[[ Records to process, beginning ]]

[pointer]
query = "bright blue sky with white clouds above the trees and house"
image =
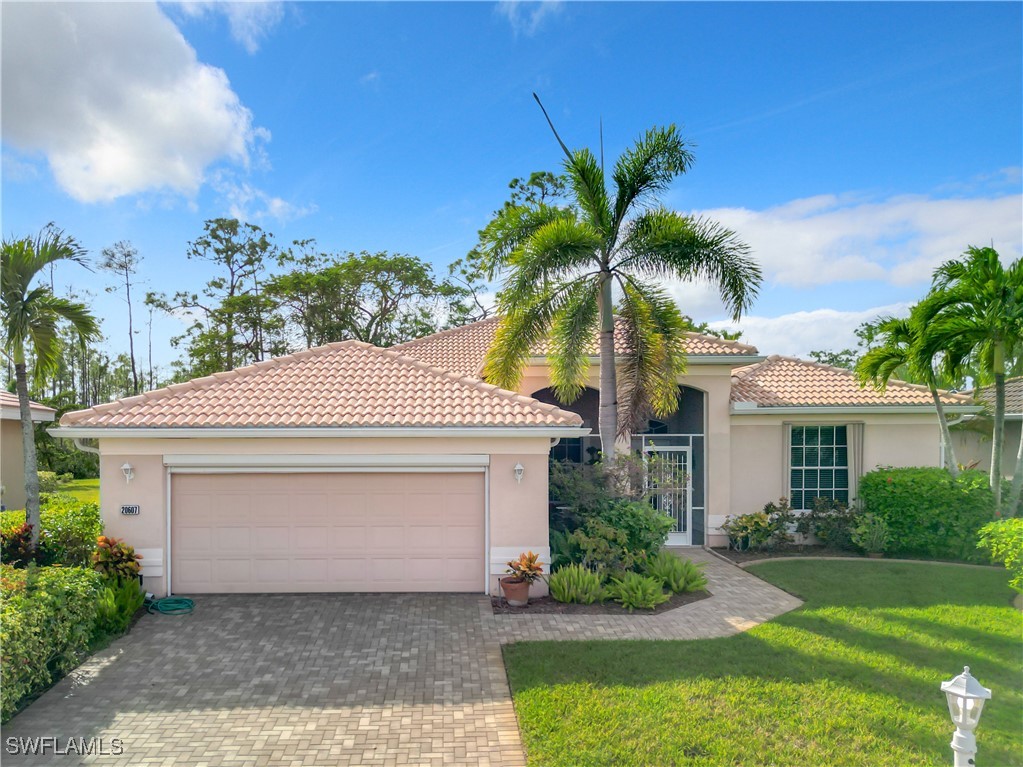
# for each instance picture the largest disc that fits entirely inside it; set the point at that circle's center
(854, 146)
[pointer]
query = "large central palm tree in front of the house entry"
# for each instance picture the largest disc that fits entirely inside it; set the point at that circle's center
(565, 265)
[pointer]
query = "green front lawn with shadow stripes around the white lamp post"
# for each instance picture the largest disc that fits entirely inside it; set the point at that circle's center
(850, 680)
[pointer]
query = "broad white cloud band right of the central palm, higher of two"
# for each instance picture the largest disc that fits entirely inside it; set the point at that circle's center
(831, 239)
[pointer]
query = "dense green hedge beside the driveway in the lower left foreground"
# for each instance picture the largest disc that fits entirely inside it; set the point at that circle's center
(48, 618)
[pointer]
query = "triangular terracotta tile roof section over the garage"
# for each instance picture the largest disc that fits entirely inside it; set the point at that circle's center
(349, 384)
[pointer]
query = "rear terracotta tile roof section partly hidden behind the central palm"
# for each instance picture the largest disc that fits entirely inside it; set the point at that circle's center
(463, 350)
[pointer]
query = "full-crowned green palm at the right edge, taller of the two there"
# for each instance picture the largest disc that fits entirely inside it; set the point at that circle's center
(975, 310)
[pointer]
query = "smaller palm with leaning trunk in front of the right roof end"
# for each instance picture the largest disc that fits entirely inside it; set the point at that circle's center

[[ Records to process, end ]]

| Assignment |
In the answer, the entries must appear exactly as above, without the images.

| Result for this exercise |
[pointer]
query = "bright blue sky with white clouds above the trees and house"
image =
# for each instance picture the largest disc that fits entirely inside it; set the point at that circle's center
(854, 146)
[pointer]
query = "large central palm tree in front of the house entry"
# for each instance picture the largest disc that fits entirely inside it; set the point at that circle's center
(565, 265)
[pointer]
query = "green front lawn with shadow stripes around the white lamp post"
# for each instance picture the largest disc that fits entirely inside it; set the point at that circle's center
(850, 680)
[pointer]
query = "broad white cloud band right of the central palm, higher of two"
# for each instance picture the largest disc that fits entirely inside it; set the point at that circle's center
(831, 239)
[pointer]
query = "dense green hedge beside the driveway in the lower left foreground"
# for each instance picture the largest disc that fits entirely inside it; set the point at that circle's center
(48, 618)
[pointer]
query = "triangular terracotta tile roof section over the garage"
# for each instance picture the largest disc that fits entirely inside it; set the point at that circle's center
(349, 384)
[pointer]
query = "rear terracotta tile roof section partly hidden behind the central palm"
# for each instance picture the largest disc that fits entirely inside it; set the point at that circle's center
(463, 350)
[pointer]
query = "full-crowned green palm at the right edge, taller of the two there"
# for each instance picture the largest disc that fits entirely inside it; set the point at that circle's center
(975, 310)
[pointer]
query = "smaller palm with leaning trunk in front of the right roof end"
# for each instance picture the largest disc that fits entirely inside it; set the point at that circle's center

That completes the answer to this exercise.